__Stored records__:
>>>

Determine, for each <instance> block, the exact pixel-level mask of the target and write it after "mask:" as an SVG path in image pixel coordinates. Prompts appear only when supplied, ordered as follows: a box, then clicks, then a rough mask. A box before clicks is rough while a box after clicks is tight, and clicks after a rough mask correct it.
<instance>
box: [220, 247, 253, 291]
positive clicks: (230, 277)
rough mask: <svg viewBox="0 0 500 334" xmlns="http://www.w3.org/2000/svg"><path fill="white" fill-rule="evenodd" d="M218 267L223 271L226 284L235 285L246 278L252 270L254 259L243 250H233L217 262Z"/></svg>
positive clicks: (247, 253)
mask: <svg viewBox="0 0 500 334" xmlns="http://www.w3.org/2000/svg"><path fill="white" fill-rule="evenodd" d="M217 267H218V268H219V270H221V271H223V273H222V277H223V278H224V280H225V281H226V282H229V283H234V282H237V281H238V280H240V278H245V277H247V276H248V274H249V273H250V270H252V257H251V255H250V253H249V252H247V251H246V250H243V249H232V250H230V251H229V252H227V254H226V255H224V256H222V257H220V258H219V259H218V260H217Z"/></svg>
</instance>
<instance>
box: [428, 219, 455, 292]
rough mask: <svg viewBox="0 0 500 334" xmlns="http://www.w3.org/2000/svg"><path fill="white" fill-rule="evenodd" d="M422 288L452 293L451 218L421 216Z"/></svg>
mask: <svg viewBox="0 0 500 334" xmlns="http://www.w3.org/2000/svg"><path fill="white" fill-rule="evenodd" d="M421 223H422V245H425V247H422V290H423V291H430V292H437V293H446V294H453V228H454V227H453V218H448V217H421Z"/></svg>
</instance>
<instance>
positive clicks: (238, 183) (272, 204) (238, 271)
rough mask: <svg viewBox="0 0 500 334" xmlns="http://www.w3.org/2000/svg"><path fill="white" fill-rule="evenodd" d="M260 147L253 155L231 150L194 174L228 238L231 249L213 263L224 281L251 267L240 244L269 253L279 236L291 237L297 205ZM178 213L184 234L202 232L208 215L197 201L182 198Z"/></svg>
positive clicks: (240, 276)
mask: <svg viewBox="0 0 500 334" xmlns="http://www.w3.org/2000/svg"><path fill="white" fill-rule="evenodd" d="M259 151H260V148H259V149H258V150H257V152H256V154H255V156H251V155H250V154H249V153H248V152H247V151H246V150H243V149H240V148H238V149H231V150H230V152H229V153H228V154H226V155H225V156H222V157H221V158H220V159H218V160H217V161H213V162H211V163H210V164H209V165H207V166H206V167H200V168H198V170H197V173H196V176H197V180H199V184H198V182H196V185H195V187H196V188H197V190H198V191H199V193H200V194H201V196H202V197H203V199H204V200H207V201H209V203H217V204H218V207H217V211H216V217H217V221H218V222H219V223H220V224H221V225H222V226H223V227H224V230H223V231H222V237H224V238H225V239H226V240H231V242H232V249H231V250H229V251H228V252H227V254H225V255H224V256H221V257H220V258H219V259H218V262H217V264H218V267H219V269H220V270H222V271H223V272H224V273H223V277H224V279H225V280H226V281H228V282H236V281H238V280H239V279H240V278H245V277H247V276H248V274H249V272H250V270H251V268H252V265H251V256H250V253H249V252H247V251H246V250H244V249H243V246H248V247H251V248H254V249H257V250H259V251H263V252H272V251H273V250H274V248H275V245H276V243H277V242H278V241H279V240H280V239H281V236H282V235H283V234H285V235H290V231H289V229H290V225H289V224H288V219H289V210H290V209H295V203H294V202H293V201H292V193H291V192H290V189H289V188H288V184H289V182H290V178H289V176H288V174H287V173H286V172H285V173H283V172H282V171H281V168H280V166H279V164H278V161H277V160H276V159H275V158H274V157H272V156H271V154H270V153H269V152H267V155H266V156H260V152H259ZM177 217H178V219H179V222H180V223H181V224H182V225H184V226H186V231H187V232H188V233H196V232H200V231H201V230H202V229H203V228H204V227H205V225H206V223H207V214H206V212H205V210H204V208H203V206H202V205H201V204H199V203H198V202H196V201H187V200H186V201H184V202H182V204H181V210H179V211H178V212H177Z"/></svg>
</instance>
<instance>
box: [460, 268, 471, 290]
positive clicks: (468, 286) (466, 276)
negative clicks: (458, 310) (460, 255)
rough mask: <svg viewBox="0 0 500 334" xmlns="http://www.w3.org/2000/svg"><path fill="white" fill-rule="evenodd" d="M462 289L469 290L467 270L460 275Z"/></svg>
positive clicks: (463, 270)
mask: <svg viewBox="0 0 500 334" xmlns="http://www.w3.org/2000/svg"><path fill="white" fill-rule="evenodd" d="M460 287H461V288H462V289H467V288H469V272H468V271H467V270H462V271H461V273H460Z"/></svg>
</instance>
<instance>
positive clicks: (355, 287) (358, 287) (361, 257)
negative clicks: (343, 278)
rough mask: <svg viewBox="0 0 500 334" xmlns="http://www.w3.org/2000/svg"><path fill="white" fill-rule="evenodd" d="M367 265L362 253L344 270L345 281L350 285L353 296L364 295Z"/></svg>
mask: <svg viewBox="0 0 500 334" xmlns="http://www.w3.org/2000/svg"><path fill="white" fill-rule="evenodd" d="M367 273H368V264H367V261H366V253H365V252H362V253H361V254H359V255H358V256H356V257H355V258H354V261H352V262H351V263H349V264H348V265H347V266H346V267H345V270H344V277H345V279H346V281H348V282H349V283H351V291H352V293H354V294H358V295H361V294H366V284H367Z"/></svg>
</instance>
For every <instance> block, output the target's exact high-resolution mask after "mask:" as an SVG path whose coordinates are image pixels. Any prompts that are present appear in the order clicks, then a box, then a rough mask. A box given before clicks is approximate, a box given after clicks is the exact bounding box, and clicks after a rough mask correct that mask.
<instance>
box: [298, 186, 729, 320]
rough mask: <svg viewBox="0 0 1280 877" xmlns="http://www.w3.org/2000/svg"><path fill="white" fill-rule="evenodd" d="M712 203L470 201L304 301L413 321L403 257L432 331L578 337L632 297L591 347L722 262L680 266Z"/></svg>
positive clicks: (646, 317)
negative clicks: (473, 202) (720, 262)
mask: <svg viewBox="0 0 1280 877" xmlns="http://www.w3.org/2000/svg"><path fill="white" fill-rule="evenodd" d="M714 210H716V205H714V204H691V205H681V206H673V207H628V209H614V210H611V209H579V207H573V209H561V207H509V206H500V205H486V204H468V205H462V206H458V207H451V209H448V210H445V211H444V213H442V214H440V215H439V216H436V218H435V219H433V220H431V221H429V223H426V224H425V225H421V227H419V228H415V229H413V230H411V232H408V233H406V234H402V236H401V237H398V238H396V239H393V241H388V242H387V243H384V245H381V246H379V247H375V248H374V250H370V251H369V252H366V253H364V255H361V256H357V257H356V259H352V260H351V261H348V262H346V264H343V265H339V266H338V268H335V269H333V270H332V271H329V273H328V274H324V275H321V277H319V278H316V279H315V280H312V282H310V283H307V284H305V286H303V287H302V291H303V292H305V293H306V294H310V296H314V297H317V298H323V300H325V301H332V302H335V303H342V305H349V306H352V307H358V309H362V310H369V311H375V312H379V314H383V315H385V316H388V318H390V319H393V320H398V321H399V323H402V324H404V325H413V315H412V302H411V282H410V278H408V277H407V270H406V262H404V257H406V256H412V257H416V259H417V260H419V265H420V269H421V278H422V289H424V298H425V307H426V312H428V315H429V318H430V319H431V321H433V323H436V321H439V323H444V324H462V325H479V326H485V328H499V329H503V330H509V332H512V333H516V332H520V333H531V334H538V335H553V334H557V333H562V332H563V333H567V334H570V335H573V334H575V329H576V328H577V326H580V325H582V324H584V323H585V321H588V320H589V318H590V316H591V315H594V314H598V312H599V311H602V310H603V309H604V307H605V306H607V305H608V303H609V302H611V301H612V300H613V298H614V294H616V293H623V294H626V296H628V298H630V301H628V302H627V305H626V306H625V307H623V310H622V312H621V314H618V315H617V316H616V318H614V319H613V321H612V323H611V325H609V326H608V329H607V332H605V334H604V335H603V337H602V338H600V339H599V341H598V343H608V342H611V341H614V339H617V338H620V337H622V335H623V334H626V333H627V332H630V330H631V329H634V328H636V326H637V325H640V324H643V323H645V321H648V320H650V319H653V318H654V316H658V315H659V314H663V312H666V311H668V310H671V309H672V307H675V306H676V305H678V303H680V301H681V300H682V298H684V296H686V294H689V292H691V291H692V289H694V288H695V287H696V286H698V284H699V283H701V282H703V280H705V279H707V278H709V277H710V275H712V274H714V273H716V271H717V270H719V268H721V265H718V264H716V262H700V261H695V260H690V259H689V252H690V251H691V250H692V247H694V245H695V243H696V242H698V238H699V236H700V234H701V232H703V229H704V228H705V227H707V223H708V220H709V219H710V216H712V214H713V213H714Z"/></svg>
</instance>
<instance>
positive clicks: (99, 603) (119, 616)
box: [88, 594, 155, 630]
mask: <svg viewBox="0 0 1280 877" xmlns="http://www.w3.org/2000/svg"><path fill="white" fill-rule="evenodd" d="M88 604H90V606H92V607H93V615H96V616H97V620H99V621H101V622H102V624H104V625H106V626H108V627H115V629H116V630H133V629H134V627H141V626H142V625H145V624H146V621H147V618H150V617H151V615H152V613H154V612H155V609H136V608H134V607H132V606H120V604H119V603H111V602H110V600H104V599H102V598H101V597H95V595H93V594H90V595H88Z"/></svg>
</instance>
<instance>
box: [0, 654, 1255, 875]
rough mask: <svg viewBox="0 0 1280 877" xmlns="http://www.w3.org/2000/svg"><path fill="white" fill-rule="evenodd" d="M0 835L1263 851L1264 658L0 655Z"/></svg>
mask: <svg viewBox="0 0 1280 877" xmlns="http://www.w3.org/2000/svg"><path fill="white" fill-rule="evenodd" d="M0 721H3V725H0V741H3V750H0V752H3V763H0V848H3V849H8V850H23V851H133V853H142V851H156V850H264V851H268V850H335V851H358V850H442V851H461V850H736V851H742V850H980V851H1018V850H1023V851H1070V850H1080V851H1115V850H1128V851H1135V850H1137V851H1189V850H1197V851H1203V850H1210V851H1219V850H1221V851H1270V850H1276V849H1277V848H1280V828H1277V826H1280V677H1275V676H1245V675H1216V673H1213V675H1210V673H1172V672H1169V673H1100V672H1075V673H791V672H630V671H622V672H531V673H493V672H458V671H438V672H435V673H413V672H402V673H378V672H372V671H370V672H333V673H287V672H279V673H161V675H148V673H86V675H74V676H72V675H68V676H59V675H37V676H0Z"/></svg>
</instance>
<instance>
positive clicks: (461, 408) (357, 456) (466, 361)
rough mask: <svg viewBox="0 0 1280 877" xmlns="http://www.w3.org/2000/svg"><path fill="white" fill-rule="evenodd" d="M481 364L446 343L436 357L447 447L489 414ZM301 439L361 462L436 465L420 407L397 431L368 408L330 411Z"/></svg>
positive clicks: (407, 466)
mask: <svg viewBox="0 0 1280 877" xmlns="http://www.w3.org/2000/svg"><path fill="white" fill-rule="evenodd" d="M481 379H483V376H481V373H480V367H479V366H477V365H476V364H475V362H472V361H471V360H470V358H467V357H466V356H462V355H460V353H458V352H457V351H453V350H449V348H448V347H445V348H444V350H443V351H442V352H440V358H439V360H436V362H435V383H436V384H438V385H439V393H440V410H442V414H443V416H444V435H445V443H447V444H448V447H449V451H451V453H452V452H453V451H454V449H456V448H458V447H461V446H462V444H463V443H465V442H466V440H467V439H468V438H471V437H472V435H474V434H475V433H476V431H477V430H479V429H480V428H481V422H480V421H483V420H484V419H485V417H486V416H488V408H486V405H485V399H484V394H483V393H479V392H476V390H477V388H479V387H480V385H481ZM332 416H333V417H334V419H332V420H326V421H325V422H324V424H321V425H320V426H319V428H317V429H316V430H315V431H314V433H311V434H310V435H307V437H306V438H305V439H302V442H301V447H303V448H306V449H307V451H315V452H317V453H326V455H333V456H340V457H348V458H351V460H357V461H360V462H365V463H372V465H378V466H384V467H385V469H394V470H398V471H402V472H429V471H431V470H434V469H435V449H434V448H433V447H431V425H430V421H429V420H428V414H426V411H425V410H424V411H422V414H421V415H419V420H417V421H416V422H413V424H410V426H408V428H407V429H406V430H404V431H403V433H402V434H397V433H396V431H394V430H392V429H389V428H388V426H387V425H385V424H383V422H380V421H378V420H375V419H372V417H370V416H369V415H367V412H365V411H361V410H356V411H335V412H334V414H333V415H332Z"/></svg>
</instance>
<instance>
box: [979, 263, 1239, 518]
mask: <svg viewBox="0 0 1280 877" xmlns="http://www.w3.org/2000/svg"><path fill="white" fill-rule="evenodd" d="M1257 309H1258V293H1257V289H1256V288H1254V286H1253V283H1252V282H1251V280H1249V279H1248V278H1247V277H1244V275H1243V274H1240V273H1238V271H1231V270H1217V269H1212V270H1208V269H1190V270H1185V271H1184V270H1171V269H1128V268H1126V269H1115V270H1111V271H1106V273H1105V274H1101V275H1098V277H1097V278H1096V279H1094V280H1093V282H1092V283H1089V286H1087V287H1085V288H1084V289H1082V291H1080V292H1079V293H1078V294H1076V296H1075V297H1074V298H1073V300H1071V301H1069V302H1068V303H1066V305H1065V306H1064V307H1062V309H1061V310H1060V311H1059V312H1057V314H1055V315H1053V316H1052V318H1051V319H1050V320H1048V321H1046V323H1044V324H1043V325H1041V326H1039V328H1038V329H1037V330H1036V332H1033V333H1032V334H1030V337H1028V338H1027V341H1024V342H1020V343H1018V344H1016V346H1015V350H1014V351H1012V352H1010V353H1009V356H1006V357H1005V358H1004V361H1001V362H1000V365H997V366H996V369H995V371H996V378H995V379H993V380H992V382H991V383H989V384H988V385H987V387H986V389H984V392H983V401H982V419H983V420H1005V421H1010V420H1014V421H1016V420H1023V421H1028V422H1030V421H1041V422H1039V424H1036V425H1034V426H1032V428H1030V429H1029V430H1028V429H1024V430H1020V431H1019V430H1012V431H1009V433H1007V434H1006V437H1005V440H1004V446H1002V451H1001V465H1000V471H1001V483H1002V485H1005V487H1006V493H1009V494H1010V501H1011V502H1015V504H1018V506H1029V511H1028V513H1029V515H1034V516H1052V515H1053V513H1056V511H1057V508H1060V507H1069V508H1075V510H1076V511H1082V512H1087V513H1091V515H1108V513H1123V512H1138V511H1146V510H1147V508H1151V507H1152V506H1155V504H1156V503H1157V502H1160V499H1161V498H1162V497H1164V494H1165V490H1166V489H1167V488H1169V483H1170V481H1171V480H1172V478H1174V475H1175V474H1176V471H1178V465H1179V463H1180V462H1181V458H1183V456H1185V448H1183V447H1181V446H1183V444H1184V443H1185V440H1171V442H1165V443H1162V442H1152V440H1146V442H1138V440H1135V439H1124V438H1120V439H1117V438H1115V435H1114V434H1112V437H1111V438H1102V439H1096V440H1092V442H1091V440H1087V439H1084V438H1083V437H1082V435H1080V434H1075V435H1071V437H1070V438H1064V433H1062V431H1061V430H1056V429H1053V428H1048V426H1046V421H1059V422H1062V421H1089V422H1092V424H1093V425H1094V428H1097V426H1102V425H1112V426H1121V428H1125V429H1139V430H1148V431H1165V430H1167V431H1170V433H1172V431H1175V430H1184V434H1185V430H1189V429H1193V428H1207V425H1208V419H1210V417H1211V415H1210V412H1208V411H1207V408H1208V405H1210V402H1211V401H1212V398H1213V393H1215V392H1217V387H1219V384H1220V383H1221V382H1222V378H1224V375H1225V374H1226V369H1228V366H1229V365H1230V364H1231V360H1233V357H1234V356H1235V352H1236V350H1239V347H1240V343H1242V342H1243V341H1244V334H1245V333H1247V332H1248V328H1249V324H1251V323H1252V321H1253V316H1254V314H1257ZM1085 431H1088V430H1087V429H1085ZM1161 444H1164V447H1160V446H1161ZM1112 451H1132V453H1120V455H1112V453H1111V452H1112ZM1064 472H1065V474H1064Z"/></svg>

<<<

__TASK TO CARRY OUT__: Lines holding the word "coordinates" in the entries above are the ones to pull out. Copy them all.

__PROBLEM SOLUTION__:
Determine, for each <instance> block, the exact pixel-level mask of the target and write it after "mask:" as an SVG path in image pixel coordinates. Prompts appear only when supplied, ordered as follows: a box, then clicks, then a rough mask. A box before clicks is rough while a box after clicks is tight, and clicks after a rough mask correct it.
For every <instance> block, output the target's exact high-resolution mask after "mask:" as an SVG path whose coordinates are image pixels. Any prompts that are present appear in the order clicks, then a box, then a rough mask. A box given before clicks is approximate, a box given after clicks is the exact bounding box, and clicks after a rough mask correct that mask.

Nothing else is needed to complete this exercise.